DOMANDE DA SVOLGERE -
a) Stabilisci se ciascuna affermazione concorda con il testo sul nuovo album di Lana Del Rey, rispondendo sì o no e citando alla lettera le parole decisive: (i) l'album contiene un'ora e un quarto di nuova musica; (ii) la forza dell'album sta nella sua struttura compatta e lineare; (iii) oggi la musica della cantante è trip hop.
b) Indica quale termine il testo sul nuovo album di Lana Del Rey considera giusto per descrivere l'impressione generale dell'album.

ESTRATTO SCELTO -
Il nuovo blockbuster melanconico di Lana Del Rey: il suo album del 2023 riporta visioni distorte di un passato corrotto in una tracklist dai toni languidi e sconsolati
Did You Know That There’s a Tunnel Under Ocean Blvd: questo il titolo del nuovo album di Lana Del Rey. Una domanda che è un’affermazione e che evoca, come in Chemtrails Over the Country Club, uno scontro critico tra antico e moderno e uno sguardo sconsolato, immancabilmente, e desolante su un mondo in cambiamento che sembra in rovina.
Un’ora e un quarto di nuova musica per l’instancabile cantante americana, che non perde mai l’ispirazione nella sua forza liricia né la capacità di far scivolare la sua voce incupita e anelante al tempo stesso in mezzo a suoni che sanno di strade abbandonate, ville deserte e spenta gentrificazione.
La forza dell’album sta nella sua struttura frammentaria, fatta di sketch e scenette che evocano disordinatamente immagini da after party, quando tutti gli invitati sono andati via e rimangono solo pochi avvinazzati a ballare tra i palloncini scoppiati. Decadenza è il termine giusto per descrivere questa impressione generale.
Non esattamente un tipo di immagine inedita nella discografia di Lana, ma qui in qualche modo più d’impatto perché velata non tanto di tristezza quanto di mistero. Ecco perché il canto sbiadito e languido della cantante sembra venire dal passato, da un film in bianco e nero rovinato di settanta o ottanta anni fa.
Quello che Lana fa quindi è rinchiudersi sempre più in una bolla anacronistica di stile e sensualità che appare come sempre più astratta e distaccata dalla realtà musicale contemporanea: non è pop, non è dark, non è indie e non è, come ai tempi di Born to Die dieci anni fa, non è trip hop. Ora è solo una specie di sogno infinito fatto di ombre, sfumature e lamenti sommessi.

[Elementi di dati]
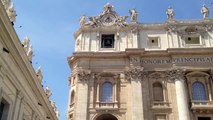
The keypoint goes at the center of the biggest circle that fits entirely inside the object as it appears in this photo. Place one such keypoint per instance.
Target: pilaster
(135, 75)
(82, 95)
(177, 75)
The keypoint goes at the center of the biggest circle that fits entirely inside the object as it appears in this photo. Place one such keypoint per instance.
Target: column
(182, 102)
(135, 75)
(82, 96)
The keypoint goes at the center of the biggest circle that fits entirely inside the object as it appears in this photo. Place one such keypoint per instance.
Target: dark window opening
(204, 118)
(107, 41)
(4, 109)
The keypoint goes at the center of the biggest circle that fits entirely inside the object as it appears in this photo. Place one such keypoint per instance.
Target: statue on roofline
(53, 105)
(26, 43)
(48, 92)
(6, 3)
(170, 13)
(108, 8)
(83, 21)
(205, 11)
(11, 14)
(134, 15)
(30, 53)
(39, 74)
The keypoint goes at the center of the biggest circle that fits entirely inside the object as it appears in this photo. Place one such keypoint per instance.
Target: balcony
(160, 105)
(106, 105)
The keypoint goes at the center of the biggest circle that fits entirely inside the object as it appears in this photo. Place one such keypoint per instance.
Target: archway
(106, 117)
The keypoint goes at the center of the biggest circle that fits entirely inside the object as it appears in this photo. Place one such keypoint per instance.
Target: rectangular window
(4, 109)
(192, 40)
(160, 117)
(107, 41)
(153, 42)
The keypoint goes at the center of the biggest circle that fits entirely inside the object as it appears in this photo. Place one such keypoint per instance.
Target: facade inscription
(178, 60)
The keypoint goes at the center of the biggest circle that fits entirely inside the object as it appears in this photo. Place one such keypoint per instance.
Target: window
(4, 109)
(157, 92)
(72, 98)
(107, 41)
(198, 91)
(107, 89)
(160, 117)
(153, 42)
(192, 40)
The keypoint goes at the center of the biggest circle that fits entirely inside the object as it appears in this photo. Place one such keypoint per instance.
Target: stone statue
(134, 15)
(11, 14)
(93, 21)
(48, 92)
(53, 105)
(6, 3)
(121, 21)
(39, 74)
(26, 44)
(57, 114)
(170, 13)
(108, 8)
(30, 53)
(83, 21)
(205, 11)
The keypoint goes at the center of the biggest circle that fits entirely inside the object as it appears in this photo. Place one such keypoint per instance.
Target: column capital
(135, 73)
(176, 73)
(83, 76)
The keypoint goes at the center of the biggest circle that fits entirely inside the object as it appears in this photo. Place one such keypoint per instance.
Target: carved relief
(176, 73)
(135, 73)
(107, 18)
(84, 76)
(157, 75)
(135, 60)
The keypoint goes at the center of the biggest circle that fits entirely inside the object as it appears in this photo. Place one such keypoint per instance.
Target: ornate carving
(134, 60)
(161, 74)
(170, 13)
(11, 13)
(135, 73)
(30, 53)
(107, 18)
(176, 73)
(82, 20)
(39, 74)
(83, 76)
(205, 12)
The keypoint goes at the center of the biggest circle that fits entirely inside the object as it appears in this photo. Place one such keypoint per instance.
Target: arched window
(107, 89)
(198, 91)
(157, 92)
(72, 97)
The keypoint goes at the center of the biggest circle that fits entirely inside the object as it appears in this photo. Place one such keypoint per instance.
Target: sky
(50, 25)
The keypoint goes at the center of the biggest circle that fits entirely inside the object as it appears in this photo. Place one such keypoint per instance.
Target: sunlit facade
(141, 71)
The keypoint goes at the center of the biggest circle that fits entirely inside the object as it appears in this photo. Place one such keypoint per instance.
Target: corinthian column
(82, 92)
(135, 75)
(178, 76)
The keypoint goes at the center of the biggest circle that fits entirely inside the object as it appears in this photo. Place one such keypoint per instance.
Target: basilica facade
(141, 71)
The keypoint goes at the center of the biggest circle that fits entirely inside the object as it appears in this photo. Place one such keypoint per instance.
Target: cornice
(146, 26)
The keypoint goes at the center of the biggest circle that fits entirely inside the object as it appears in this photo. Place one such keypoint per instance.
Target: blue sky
(50, 25)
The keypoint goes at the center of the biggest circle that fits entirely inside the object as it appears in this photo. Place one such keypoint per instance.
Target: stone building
(21, 94)
(141, 71)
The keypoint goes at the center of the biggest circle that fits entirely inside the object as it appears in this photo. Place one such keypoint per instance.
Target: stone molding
(135, 73)
(158, 74)
(176, 73)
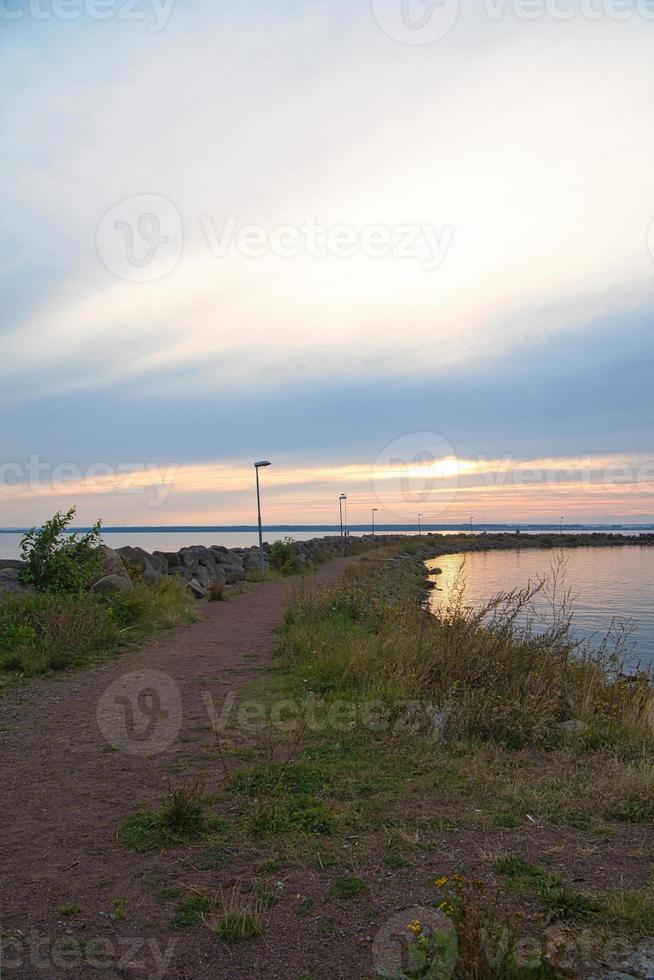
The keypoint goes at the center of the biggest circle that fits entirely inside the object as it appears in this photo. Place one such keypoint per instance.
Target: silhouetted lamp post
(262, 462)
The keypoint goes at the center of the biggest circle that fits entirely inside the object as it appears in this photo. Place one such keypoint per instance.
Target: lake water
(165, 539)
(606, 583)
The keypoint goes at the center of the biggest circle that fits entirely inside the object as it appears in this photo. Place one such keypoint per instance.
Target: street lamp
(342, 500)
(262, 462)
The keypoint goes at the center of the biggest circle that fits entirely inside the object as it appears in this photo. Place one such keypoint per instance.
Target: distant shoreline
(363, 528)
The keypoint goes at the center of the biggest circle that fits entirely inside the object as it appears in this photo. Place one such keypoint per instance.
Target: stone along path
(66, 789)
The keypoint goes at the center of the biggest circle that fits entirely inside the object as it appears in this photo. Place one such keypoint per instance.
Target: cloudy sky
(403, 250)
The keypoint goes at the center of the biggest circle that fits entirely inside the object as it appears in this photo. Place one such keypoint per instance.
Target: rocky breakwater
(205, 570)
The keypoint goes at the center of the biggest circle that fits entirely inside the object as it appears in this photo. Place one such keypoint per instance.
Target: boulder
(10, 583)
(233, 573)
(113, 583)
(12, 563)
(229, 558)
(198, 590)
(149, 567)
(111, 564)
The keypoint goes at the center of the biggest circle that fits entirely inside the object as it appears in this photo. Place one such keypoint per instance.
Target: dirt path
(66, 788)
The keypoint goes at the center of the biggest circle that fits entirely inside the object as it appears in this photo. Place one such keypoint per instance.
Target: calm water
(606, 583)
(162, 539)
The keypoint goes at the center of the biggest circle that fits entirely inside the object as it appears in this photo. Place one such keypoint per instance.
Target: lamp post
(262, 462)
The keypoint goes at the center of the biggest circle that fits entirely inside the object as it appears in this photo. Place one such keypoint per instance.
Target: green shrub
(47, 631)
(57, 631)
(284, 558)
(58, 561)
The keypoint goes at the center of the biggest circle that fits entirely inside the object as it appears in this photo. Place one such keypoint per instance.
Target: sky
(402, 249)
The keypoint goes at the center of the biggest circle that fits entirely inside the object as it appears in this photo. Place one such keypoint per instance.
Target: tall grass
(52, 632)
(489, 674)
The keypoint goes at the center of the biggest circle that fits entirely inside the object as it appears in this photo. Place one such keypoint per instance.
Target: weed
(236, 918)
(182, 818)
(70, 909)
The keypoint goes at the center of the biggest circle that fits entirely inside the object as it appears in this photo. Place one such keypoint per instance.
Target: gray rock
(12, 563)
(11, 585)
(198, 590)
(113, 583)
(233, 573)
(111, 564)
(149, 568)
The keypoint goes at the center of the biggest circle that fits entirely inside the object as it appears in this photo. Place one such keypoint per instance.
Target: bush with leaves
(284, 557)
(58, 561)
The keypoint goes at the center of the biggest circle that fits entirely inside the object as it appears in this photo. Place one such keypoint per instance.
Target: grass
(484, 742)
(235, 917)
(627, 910)
(69, 910)
(50, 632)
(183, 818)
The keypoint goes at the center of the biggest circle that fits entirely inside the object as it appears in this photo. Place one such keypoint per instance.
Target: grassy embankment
(515, 766)
(50, 631)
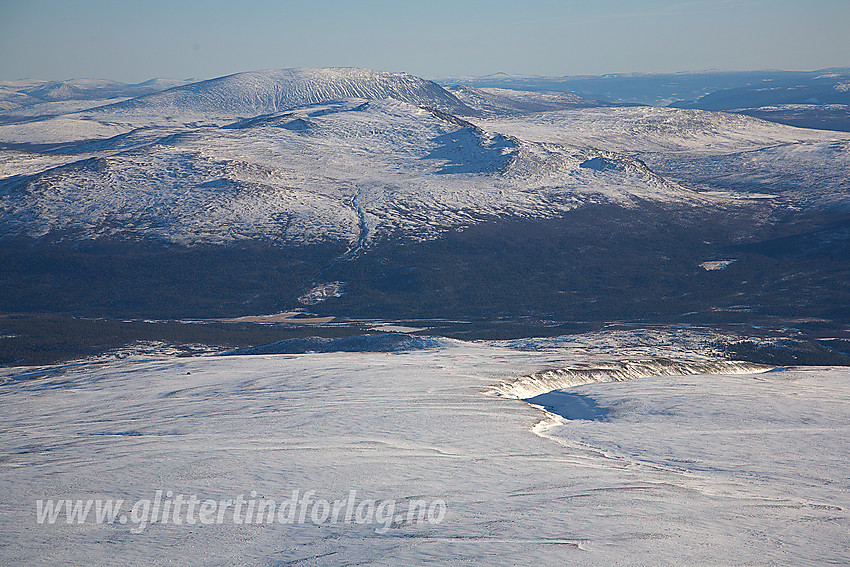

SOLUZIONI -
a)
(i) Sì: «Un’ora e un quarto di nuova musica per l’instancabile cantante americana».
(ii) No: «La forza dell’album sta nella sua struttura frammentaria».
(iii) No: «non è, come ai tempi di Born to Die dieci anni fa, non è trip hop».

b) Decadenza.